Stated task
Copy the records word for word, from the beginning through the line that contains "(639, 1221)", including that line.

* * * *

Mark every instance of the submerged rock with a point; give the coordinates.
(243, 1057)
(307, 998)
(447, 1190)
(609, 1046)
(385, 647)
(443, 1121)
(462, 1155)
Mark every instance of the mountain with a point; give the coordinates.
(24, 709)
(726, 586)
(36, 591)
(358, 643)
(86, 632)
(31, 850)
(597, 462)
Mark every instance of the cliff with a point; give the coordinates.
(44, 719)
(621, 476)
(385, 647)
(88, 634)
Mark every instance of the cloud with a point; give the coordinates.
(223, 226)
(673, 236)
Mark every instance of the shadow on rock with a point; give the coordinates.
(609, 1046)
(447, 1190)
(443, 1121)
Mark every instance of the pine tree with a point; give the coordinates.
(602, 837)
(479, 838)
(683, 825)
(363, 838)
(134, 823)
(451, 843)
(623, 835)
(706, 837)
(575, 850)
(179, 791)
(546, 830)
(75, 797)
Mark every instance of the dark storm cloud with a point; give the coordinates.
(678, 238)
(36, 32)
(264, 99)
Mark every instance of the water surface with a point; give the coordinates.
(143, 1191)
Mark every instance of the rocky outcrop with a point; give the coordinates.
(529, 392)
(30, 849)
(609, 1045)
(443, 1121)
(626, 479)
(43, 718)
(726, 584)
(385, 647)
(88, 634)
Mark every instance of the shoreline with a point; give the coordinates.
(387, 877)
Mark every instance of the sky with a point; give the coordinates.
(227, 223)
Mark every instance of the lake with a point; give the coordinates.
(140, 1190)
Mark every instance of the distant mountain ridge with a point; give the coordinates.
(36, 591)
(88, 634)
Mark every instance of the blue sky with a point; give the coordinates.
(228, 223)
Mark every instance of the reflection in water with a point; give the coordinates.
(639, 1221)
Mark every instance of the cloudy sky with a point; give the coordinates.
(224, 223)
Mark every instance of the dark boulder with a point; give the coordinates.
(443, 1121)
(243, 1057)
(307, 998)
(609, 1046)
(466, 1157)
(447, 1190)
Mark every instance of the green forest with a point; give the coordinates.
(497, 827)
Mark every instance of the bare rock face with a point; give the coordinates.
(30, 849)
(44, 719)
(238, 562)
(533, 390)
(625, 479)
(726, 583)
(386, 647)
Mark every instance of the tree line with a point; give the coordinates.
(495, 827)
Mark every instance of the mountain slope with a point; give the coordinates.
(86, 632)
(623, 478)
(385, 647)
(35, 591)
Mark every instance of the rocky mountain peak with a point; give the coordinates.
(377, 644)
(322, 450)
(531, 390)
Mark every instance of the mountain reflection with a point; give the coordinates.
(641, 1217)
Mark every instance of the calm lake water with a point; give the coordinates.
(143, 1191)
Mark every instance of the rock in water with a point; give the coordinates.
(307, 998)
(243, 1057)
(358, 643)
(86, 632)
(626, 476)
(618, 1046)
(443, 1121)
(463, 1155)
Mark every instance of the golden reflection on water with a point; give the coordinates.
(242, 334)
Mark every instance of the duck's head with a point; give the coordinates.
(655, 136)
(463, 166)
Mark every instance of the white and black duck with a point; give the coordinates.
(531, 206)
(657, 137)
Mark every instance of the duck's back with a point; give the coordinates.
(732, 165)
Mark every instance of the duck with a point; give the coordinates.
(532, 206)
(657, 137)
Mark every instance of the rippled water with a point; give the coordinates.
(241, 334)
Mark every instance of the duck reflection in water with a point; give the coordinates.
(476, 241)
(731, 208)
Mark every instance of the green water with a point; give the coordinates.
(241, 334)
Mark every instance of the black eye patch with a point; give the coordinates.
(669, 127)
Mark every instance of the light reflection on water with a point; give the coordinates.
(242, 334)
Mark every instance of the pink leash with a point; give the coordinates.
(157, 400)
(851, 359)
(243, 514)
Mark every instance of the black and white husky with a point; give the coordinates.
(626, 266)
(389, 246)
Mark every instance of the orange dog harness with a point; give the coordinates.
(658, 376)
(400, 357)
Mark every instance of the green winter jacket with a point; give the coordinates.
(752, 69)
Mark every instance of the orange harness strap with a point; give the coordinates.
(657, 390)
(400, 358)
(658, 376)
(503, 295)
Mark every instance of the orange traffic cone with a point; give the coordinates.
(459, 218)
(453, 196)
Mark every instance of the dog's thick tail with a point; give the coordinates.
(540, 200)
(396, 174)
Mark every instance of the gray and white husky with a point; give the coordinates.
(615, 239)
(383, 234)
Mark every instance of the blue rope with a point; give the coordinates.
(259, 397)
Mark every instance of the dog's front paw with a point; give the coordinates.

* * * *

Result of the task
Mark every instance of the submerged rock with a point; give the coordinates.
(243, 1057)
(307, 998)
(447, 1190)
(609, 1046)
(385, 647)
(443, 1121)
(462, 1155)
Mark every instance of the mountain with a point; give the coordinates.
(24, 709)
(726, 586)
(36, 591)
(358, 643)
(86, 632)
(31, 850)
(597, 462)
Mark every instance of the cliff with a point; give the coordinates.
(44, 719)
(621, 476)
(385, 647)
(88, 634)
Mark every instance of the cloud with a point; give the coordinates.
(223, 226)
(673, 236)
Mark every instance of the shadow on rock with a point; give the coordinates.
(609, 1046)
(447, 1190)
(443, 1121)
Mark every instance of the pine tree with a point; give the coordinates.
(602, 837)
(479, 838)
(683, 825)
(363, 838)
(134, 823)
(451, 843)
(623, 835)
(706, 837)
(575, 850)
(179, 791)
(546, 830)
(75, 797)
Mark every instance of the dark storm cloud with a point; give the coordinates.
(678, 238)
(36, 32)
(264, 99)
Mark every instance of the water surface with a point; give the coordinates.
(143, 1191)
Mark every instance of the rocky outcrop with a point; give the coordinates.
(529, 392)
(30, 849)
(609, 1045)
(443, 1121)
(626, 479)
(43, 718)
(726, 584)
(385, 647)
(88, 634)
Mark every instance of the shoreline with a point; give the coordinates.
(387, 877)
Mark every instance of the sky with a point; give the coordinates.
(227, 223)
Mark every instance of the lake with a point; give the coordinates.
(140, 1190)
Mark every instance of the distant mountain ridge with a point; give the coordinates.
(36, 591)
(88, 634)
Mark every instance of the blue sky with a point; give the coordinates.
(228, 223)
Mark every instance of the reflection in water with a point; give the coordinates.
(639, 1221)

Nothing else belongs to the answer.